[Stored records]
-- Opening Marker --
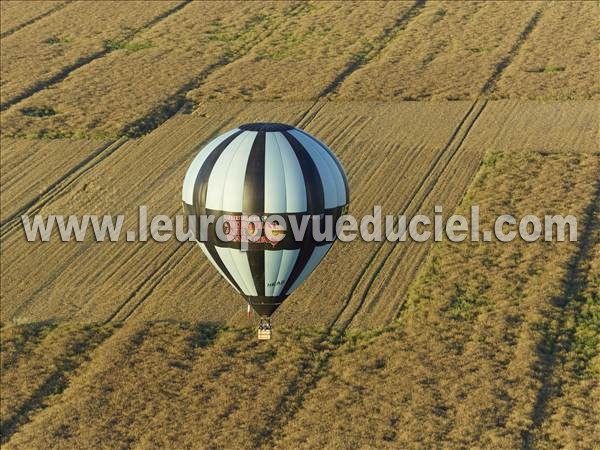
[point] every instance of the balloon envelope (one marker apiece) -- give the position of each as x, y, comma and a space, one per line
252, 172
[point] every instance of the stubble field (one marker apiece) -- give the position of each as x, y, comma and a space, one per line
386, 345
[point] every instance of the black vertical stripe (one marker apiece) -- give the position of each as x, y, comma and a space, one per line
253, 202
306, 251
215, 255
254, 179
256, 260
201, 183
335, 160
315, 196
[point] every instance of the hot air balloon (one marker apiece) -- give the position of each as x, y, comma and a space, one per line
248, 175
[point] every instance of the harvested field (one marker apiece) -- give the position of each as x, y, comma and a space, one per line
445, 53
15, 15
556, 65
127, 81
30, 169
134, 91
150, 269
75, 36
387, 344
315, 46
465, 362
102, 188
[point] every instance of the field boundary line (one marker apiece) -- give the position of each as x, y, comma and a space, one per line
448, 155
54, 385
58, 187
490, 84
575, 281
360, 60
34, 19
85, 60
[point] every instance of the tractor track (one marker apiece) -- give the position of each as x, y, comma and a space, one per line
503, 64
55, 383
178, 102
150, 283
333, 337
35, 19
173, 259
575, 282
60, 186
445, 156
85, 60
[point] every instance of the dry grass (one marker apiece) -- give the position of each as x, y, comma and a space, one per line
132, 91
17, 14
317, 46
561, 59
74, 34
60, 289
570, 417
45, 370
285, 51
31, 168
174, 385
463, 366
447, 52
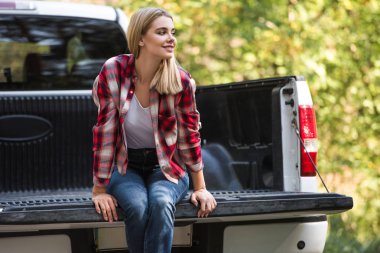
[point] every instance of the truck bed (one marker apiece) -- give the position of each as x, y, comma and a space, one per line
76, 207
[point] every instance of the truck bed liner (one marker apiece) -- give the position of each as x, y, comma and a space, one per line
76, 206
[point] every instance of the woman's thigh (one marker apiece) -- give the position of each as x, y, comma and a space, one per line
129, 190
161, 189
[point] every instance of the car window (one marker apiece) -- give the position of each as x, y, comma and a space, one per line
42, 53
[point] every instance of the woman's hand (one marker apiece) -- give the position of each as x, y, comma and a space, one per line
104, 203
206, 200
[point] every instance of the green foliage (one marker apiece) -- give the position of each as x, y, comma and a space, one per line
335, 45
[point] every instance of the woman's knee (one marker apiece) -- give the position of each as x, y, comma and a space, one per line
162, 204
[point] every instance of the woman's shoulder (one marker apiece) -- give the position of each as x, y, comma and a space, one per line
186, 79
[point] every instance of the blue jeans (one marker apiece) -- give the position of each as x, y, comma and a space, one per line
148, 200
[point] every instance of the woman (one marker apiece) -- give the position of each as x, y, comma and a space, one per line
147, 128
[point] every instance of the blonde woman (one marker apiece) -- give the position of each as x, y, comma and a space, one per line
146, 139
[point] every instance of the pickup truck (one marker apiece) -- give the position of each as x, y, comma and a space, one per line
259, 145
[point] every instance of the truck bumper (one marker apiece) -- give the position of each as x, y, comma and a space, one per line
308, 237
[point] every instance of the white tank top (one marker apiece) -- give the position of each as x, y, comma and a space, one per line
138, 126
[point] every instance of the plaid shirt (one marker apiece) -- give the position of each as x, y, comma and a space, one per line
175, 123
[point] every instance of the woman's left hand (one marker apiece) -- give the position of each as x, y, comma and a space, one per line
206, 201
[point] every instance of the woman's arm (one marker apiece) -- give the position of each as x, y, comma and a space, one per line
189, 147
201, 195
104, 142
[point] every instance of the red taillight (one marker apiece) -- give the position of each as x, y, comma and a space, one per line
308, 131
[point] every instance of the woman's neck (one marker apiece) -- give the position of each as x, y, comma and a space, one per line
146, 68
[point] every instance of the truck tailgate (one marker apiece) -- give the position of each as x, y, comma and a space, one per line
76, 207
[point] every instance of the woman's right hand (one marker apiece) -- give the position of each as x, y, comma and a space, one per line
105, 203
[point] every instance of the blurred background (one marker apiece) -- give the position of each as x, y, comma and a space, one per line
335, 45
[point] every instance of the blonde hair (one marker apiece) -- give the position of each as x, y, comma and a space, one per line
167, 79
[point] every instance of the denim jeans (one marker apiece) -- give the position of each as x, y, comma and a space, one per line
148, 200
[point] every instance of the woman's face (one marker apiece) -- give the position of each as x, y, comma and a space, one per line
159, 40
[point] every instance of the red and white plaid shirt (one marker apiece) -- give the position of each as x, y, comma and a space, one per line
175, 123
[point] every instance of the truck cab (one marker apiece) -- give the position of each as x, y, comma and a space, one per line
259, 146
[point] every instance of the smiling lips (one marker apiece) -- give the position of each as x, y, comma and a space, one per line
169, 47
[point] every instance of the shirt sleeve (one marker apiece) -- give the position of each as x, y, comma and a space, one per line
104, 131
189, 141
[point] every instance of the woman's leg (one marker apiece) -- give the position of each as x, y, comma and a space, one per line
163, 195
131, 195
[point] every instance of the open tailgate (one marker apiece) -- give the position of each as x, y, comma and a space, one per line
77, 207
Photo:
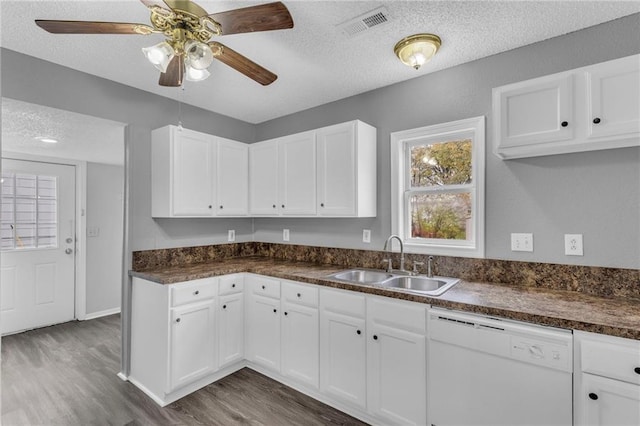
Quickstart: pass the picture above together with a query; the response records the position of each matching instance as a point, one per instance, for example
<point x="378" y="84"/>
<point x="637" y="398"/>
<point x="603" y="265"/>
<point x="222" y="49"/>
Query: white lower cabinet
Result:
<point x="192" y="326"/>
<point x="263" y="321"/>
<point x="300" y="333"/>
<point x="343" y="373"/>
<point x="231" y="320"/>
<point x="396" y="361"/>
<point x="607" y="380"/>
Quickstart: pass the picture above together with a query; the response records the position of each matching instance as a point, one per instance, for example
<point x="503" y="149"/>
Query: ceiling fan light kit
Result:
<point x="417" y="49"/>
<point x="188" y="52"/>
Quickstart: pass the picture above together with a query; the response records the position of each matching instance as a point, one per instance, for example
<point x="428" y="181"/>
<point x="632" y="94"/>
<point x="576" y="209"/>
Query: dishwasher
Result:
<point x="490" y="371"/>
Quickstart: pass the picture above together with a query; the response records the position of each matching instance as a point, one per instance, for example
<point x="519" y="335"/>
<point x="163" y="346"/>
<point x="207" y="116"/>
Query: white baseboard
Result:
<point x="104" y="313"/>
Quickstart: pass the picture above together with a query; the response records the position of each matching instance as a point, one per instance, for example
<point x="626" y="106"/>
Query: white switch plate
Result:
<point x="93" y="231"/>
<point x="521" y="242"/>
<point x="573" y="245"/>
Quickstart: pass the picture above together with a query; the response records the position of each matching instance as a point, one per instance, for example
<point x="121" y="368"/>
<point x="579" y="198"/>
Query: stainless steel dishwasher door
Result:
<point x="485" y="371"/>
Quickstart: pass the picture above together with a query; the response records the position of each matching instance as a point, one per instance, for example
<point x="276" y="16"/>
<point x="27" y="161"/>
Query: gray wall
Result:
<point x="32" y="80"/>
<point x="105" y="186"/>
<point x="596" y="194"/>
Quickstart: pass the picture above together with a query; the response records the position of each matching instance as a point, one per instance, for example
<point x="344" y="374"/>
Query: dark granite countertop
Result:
-- Closing Marker --
-- Opening Marker --
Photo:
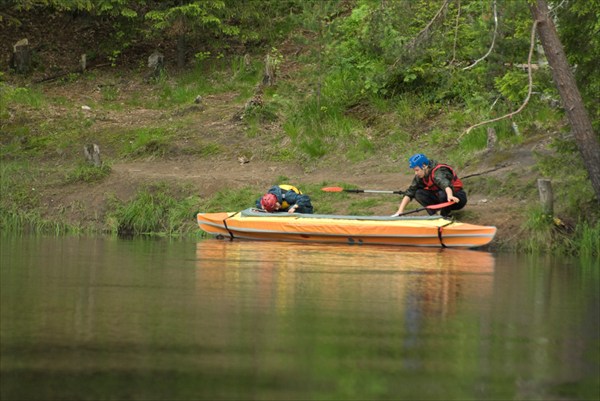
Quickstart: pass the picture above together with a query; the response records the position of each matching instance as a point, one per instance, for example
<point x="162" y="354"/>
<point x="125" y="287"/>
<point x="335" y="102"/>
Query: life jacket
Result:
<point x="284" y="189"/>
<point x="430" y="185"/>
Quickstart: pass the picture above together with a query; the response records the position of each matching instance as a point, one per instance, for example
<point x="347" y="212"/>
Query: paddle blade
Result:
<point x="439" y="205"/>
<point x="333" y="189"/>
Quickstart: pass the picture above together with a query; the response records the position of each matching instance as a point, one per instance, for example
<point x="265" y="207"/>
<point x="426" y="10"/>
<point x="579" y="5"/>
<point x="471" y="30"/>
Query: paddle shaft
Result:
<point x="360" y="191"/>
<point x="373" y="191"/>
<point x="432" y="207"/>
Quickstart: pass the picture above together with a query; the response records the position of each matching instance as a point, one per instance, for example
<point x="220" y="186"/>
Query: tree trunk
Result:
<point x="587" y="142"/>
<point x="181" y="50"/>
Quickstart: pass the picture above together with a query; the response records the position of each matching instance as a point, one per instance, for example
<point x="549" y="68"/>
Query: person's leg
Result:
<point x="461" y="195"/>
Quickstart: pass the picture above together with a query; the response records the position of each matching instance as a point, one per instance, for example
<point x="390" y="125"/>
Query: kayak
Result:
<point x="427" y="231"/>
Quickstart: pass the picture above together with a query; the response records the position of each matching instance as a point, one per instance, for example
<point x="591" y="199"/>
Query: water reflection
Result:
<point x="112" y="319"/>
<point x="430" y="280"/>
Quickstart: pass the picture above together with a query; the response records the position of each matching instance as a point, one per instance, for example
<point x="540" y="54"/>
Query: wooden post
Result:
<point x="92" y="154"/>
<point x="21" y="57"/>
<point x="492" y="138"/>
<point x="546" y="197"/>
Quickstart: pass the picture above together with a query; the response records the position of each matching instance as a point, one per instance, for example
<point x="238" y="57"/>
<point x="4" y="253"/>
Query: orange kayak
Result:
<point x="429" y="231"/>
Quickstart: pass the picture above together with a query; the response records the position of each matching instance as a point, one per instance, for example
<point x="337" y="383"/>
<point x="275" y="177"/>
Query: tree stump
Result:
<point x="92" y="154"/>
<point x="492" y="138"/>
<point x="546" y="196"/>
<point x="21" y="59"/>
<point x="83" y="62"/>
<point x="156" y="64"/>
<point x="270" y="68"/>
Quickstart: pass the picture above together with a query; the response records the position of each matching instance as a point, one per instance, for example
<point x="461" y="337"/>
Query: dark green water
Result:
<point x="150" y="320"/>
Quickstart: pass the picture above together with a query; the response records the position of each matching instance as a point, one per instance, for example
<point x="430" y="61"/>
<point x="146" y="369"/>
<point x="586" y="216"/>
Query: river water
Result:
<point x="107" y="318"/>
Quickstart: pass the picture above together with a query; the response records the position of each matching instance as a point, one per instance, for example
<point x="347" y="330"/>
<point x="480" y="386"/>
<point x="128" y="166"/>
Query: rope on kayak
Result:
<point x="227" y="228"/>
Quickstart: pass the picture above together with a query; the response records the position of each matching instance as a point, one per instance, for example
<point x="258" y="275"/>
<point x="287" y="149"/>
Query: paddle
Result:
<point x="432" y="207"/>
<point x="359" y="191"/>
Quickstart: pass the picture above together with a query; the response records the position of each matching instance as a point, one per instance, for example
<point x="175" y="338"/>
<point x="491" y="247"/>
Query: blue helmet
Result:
-- Closing Marker --
-- Opening Marker --
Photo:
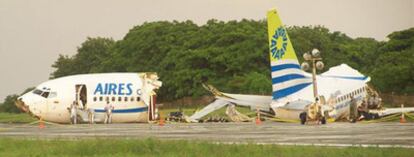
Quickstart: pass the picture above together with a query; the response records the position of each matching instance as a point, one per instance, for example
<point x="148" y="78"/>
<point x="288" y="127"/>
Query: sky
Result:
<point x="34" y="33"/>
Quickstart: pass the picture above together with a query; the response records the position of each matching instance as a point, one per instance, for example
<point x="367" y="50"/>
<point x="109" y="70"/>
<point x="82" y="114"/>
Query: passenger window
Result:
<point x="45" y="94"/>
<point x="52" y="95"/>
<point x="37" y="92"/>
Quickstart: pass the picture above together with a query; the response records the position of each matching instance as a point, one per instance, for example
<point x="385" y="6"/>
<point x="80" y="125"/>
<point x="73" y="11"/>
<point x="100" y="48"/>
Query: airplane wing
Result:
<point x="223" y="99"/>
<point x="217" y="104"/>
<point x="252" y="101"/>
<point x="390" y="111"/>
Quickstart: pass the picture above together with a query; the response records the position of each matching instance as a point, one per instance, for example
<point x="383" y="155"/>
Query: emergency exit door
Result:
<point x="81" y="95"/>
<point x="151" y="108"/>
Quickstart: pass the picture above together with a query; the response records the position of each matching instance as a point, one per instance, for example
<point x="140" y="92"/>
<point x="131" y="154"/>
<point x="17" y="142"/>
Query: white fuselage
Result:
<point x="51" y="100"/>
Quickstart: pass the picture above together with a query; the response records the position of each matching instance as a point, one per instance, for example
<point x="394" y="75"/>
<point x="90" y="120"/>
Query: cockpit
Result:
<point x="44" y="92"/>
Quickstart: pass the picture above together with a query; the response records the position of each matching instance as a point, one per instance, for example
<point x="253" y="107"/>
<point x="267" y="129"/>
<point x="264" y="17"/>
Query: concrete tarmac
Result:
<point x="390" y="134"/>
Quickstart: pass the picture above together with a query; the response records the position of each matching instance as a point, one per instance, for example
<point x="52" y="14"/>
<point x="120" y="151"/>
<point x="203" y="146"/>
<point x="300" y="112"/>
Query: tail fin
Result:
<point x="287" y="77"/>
-- Closing Marker --
Determine how many lines in the entries above contain the word "water", and respond with the number alone.

3